Balancing act: part-time jobs help women stay in paid work…

… but they can also stop women’s careers from progressing.

GETTING HOLD of a Dutch woman on a Wednesday can be tricky. For most primary schools it is a half-day, and as three-quarters of working women are part-time, it is a popular day to take off. The Dutch are world champions at part-time work and are often lauded for their healthy work-life balance and happy children. But these come at a price. Among western European countries, the Netherlands has the largest gap between men’s and women’s pension entitlements, and the largest in monthly income. Even though a similar share of Dutch women are in the labour force as elsewhere in western Europe, their contribution to GDP, at 33%, is far lower, largely because they work fewer hours.

In the rich world part-time working took off in the second half of the 20th century, as services replaced manufacturing and women piled into the labour market. It remains essential to helping women work, particularly after giving birth, and in countries with traditional gender norms. But it can prolong—or even worsen—gender inequality and make women less independent by locking them into jobs with worse pay and prospects. Differences in working hours explain a growing part of the gender pay gap. That share could increase as labour markets disproportionately reward those willing and able to work all hours—who are mostly men.

Almost one in five workers globally are part-time (defined as working fewer than 35 hours a week). In many countries married women are the group most likely to work part-time, and married men the least likely to (see chart 1). In the EU nearly one in three women in work aged 20-64 are part-time, compared with fewer than one in 12 men (see chart 2). After the financial crisis the number of “involuntary” part-timers—workers who would take more hours if they could get them—rose alarmingly in some countries, including America, Britain and Spain.

Family obligations often lead women to choose to work part-time. In America 34% of female part-timers, and just 9% of male ones, cite this as their main reason. In the EU the figures are 44% and 16%. “Part-time work can be very positive when the alternative would have been women leaving the labour market altogether,” says Andrea Bassanini of the OECD. Its availability has been credited with the rapid growth of female participation not just in the Netherlands, but also in Germany, Japan and Spain, where it has shifted the standard household from one to one-and-a-half breadwinners. In Germany all the growth of the female workforce in the past 15 years has been down to the rise in part-timers.

 

But for women, there is a cost. Within the OECD—apart from in Japan and South Korea, where women are excluded from most well-paid jobs—part-time working and the gender pay gap are significantly correlated. The mix of reasons varies from country to country, but three stand out.

Dataset rows>
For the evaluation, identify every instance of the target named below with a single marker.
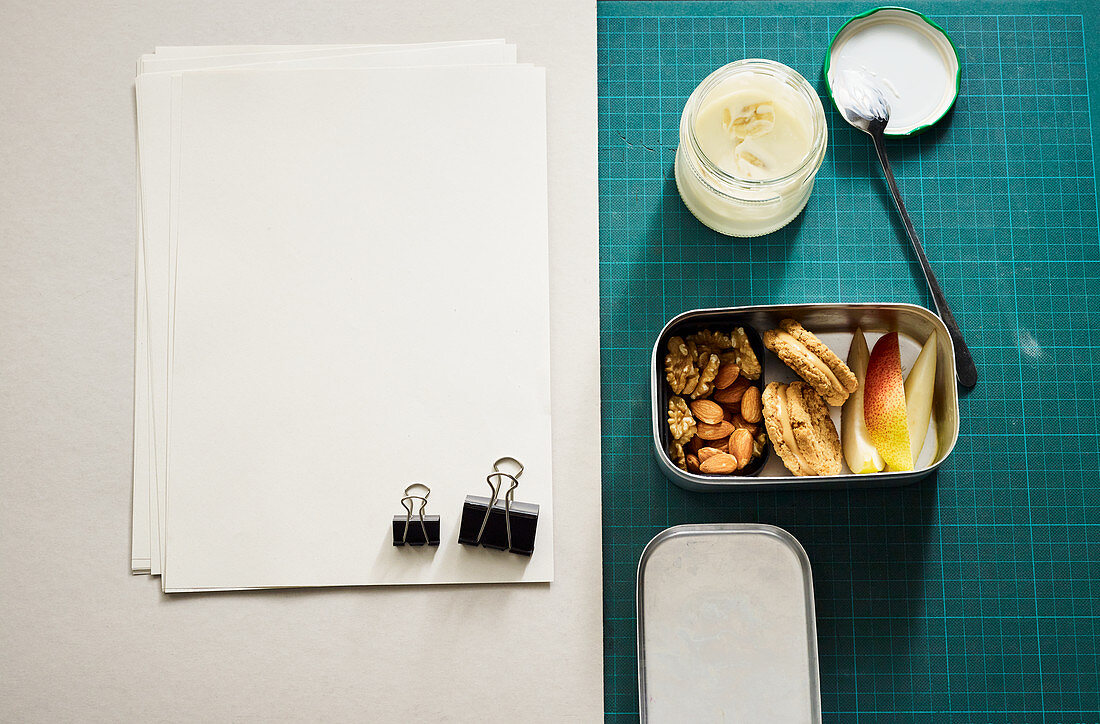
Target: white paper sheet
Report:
(340, 331)
(153, 91)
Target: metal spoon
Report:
(866, 108)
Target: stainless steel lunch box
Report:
(913, 322)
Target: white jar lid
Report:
(909, 56)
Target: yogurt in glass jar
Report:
(751, 139)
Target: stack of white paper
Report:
(342, 288)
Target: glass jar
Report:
(739, 206)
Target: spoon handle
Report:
(964, 361)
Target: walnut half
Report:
(681, 423)
(745, 358)
(680, 368)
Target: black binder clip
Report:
(503, 525)
(425, 529)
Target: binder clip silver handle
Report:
(407, 503)
(495, 480)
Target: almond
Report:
(751, 408)
(740, 447)
(706, 412)
(714, 431)
(727, 374)
(707, 452)
(721, 464)
(741, 424)
(733, 393)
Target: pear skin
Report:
(859, 452)
(884, 409)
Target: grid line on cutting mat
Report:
(969, 596)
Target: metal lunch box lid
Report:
(726, 627)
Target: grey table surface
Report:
(84, 640)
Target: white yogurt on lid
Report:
(900, 53)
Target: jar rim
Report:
(814, 155)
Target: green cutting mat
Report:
(974, 595)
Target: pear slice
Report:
(860, 454)
(884, 404)
(920, 386)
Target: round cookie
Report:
(848, 381)
(816, 443)
(814, 431)
(773, 426)
(807, 365)
(794, 357)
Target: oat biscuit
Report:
(801, 430)
(812, 360)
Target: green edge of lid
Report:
(958, 64)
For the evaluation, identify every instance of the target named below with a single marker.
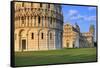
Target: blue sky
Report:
(82, 15)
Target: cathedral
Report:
(38, 26)
(74, 38)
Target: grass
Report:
(55, 56)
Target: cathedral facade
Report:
(74, 38)
(38, 26)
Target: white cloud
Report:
(72, 12)
(90, 18)
(83, 17)
(92, 8)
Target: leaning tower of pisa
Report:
(38, 26)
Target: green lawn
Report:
(55, 56)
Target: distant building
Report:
(73, 38)
(38, 26)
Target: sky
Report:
(82, 15)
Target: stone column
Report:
(36, 21)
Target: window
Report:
(48, 5)
(41, 35)
(40, 4)
(15, 36)
(39, 19)
(22, 20)
(32, 36)
(22, 4)
(51, 20)
(50, 36)
(67, 45)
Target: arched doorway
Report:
(22, 40)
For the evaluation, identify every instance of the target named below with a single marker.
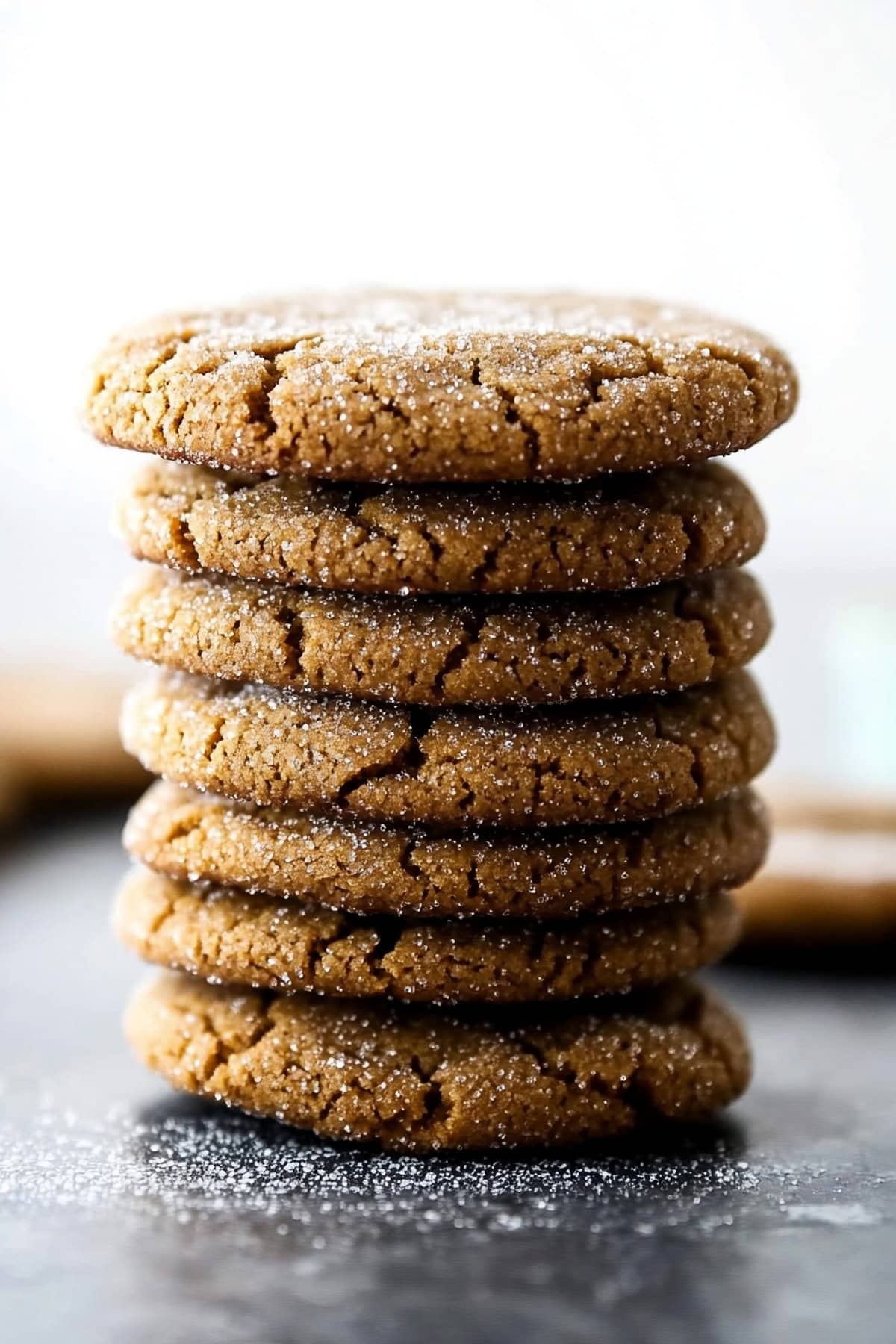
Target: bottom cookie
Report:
(830, 877)
(423, 1080)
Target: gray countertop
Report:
(128, 1213)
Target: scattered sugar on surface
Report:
(200, 1166)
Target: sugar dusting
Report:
(190, 1164)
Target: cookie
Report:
(422, 1081)
(399, 871)
(444, 651)
(621, 531)
(578, 764)
(830, 877)
(233, 937)
(441, 388)
(60, 739)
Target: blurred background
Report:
(732, 156)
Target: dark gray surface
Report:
(131, 1214)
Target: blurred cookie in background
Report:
(60, 741)
(830, 877)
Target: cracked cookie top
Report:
(388, 870)
(450, 768)
(618, 532)
(238, 939)
(426, 1080)
(441, 388)
(445, 651)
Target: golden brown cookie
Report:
(60, 738)
(830, 875)
(618, 532)
(418, 1080)
(441, 388)
(445, 651)
(233, 937)
(576, 764)
(399, 871)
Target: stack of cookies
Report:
(453, 729)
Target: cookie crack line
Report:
(226, 934)
(441, 652)
(632, 532)
(418, 1081)
(571, 389)
(445, 768)
(373, 870)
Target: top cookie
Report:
(441, 388)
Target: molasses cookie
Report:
(441, 388)
(617, 532)
(379, 870)
(418, 1080)
(444, 651)
(576, 764)
(250, 940)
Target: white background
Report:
(738, 156)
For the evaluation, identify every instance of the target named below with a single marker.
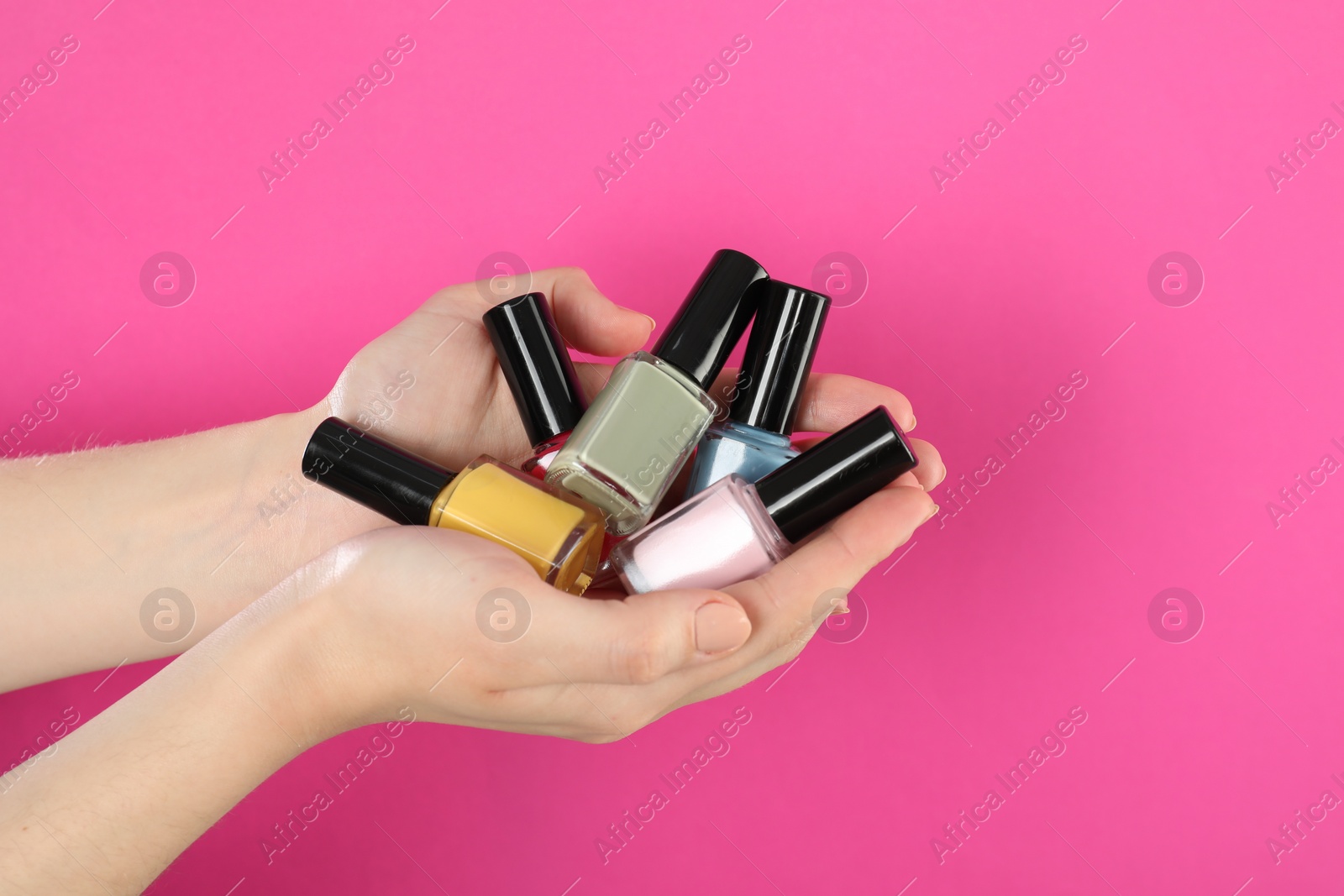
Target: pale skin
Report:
(280, 660)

What is required>
Reproduce verbatim the passage of the part-time work article starting at "But for women, there" and ending at "three stand out.".

Solution>
But for women, there is a cost. Within the OECD—apart from in Japan and South Korea, where women are excluded from most well-paid jobs—part-time working and the gender pay gap are significantly correlated. The mix of reasons varies from country to country, but three stand out.